§ **Exercise description**:
In the entries below, find each line where the word "beetle" appears and give only the total count of such lines.

Referring expression data:
=== Section Start ===

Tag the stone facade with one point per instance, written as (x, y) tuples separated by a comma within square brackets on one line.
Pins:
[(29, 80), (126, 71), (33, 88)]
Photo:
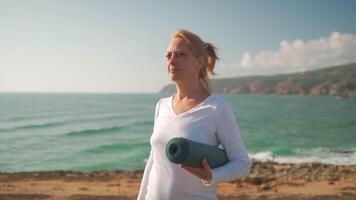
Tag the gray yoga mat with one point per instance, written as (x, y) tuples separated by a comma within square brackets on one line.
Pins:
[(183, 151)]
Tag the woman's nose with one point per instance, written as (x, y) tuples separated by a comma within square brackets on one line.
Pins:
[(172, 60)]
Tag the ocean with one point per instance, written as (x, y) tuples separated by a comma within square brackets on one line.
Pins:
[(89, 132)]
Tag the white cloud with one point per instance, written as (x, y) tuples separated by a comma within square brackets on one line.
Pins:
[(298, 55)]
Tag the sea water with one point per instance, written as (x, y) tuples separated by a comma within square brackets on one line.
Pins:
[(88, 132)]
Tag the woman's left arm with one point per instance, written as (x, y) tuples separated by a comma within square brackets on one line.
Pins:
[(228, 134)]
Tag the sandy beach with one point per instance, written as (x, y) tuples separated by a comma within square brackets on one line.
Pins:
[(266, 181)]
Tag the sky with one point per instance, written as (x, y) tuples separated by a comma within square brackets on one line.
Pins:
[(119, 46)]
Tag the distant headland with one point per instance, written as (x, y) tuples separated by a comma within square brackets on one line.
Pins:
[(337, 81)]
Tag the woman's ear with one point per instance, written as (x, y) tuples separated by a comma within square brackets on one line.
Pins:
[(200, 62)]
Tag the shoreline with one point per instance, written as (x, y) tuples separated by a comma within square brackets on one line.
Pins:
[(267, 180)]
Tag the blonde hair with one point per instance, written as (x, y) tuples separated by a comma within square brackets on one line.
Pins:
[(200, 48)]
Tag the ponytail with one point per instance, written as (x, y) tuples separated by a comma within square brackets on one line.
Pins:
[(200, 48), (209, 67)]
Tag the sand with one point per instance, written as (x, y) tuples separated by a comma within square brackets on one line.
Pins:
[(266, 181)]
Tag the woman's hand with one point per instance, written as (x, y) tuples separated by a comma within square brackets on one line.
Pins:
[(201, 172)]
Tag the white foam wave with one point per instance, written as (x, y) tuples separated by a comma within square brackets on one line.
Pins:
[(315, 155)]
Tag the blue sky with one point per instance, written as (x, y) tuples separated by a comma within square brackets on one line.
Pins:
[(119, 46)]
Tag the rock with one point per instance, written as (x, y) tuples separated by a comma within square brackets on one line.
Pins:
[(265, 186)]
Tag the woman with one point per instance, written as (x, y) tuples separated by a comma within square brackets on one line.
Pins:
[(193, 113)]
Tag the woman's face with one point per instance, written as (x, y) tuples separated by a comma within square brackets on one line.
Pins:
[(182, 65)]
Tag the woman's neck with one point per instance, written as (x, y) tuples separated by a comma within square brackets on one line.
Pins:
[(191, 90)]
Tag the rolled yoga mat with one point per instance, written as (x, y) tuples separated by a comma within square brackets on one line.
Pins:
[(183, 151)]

=== Section End ===
=== Section Start ===

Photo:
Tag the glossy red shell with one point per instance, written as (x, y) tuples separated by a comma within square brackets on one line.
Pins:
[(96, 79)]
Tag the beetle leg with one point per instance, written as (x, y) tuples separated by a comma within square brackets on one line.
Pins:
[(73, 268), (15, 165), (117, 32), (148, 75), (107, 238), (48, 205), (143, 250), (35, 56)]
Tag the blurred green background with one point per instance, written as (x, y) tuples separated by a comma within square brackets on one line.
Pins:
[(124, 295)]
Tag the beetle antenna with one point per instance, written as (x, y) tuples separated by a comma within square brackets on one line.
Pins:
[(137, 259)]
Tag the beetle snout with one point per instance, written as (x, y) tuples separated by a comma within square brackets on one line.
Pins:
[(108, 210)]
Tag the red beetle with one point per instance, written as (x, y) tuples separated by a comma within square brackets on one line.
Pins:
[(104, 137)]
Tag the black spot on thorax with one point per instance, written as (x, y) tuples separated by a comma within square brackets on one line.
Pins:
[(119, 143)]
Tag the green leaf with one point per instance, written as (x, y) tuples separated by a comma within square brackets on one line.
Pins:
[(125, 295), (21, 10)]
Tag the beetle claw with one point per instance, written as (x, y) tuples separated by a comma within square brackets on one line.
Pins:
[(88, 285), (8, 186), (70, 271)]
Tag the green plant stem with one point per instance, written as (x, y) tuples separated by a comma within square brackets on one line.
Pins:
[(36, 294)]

=== Section End ===

§ **Output of the exercise**:
5